▸ Given instruction:
Count the lines in the items below that contain the string "grass". Reply with the number alone.

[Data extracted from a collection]

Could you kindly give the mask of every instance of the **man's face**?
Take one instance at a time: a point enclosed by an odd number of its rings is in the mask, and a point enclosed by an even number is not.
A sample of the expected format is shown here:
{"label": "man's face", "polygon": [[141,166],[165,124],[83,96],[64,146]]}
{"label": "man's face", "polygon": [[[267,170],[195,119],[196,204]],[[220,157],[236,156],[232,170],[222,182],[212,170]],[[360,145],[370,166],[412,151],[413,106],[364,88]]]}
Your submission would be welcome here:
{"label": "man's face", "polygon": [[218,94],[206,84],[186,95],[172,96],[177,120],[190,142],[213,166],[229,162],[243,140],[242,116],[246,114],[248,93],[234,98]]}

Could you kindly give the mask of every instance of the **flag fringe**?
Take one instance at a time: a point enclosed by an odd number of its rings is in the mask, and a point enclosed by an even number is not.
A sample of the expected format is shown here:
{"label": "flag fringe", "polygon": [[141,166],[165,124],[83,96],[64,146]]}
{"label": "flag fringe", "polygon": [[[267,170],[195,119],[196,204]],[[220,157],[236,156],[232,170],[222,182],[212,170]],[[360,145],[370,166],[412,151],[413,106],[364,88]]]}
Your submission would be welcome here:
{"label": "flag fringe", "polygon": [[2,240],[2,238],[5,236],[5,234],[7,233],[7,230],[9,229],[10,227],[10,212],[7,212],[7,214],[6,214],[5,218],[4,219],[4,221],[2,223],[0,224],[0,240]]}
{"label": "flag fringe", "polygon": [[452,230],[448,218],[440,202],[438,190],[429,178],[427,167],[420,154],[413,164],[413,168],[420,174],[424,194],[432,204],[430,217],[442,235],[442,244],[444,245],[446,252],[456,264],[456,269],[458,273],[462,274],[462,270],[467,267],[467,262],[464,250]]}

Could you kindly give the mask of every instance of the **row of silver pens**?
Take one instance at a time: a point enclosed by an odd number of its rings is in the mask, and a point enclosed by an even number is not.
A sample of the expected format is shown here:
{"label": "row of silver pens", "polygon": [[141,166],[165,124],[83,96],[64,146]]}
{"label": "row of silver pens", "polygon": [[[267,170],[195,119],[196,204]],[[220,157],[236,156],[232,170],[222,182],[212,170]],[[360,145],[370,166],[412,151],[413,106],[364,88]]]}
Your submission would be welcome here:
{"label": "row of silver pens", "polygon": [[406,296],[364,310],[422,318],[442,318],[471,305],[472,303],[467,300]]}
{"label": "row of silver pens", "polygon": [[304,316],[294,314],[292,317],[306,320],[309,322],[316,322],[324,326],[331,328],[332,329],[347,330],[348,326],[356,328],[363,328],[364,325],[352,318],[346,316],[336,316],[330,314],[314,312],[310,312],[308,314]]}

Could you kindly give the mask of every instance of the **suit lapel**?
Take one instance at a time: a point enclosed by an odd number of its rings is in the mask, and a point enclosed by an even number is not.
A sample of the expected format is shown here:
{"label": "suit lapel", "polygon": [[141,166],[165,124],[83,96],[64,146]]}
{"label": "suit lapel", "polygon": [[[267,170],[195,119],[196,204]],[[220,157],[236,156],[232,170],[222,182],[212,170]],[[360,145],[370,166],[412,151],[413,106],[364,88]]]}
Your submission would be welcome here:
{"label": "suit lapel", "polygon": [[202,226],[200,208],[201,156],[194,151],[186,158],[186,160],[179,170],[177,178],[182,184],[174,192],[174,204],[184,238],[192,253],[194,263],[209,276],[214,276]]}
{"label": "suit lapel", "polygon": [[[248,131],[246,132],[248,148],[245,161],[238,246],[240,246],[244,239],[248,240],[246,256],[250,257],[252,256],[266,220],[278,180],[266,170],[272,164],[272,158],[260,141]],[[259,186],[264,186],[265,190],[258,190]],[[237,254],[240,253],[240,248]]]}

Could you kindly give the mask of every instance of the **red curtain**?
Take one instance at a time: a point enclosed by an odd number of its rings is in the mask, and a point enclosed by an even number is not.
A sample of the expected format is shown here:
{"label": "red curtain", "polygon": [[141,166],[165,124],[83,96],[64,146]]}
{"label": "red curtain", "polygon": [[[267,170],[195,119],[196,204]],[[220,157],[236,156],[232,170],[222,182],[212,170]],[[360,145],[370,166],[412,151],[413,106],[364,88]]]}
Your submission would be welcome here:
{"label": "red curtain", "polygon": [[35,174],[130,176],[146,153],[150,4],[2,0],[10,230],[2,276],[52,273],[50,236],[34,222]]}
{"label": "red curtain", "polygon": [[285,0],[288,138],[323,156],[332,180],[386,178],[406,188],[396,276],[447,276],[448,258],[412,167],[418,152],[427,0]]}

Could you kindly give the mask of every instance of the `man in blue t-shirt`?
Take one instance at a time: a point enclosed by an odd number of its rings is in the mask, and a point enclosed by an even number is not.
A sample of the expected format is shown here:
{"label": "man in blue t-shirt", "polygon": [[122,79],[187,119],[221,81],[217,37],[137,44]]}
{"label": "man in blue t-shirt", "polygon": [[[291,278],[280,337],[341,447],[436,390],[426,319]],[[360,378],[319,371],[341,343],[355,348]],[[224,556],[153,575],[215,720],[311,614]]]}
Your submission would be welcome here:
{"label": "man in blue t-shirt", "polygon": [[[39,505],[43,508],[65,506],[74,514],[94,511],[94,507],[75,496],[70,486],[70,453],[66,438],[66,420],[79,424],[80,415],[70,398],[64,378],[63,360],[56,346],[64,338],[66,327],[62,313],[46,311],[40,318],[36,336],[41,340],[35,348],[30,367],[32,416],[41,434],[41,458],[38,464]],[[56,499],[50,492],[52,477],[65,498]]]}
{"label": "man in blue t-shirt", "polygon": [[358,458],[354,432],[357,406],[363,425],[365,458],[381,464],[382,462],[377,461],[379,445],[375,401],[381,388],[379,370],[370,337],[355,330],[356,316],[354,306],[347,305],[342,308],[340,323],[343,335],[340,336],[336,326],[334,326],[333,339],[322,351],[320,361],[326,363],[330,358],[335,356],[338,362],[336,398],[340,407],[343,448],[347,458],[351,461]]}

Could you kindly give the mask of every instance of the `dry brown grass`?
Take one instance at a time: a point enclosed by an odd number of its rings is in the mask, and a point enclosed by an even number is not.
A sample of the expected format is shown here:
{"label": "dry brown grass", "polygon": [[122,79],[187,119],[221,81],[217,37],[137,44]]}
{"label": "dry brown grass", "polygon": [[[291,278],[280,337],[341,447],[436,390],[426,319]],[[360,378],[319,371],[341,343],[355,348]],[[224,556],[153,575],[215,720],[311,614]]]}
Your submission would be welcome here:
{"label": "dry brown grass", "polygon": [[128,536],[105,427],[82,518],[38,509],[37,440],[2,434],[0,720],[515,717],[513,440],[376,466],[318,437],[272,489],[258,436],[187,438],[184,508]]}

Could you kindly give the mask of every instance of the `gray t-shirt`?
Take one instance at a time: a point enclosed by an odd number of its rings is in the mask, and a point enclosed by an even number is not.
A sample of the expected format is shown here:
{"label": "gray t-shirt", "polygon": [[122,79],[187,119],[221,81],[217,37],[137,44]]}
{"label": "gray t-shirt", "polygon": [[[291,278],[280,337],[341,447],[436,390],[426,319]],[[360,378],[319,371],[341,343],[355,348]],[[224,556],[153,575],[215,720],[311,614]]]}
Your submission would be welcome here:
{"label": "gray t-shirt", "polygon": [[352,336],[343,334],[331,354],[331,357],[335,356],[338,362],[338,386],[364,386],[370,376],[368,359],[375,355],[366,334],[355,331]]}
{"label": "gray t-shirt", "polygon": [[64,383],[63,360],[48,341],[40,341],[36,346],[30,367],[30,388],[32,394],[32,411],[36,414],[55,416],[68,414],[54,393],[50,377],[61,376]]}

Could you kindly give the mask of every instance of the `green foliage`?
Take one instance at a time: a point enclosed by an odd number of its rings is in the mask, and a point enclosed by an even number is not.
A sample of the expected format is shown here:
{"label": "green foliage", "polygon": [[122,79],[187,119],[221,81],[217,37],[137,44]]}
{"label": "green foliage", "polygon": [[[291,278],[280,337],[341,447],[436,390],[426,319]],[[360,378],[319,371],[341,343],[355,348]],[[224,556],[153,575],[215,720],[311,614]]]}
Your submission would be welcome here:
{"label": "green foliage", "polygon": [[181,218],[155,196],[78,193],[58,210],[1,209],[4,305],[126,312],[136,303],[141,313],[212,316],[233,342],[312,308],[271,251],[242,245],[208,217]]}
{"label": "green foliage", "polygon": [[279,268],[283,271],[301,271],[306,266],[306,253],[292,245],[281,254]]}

▸ Answer for this exercise:
4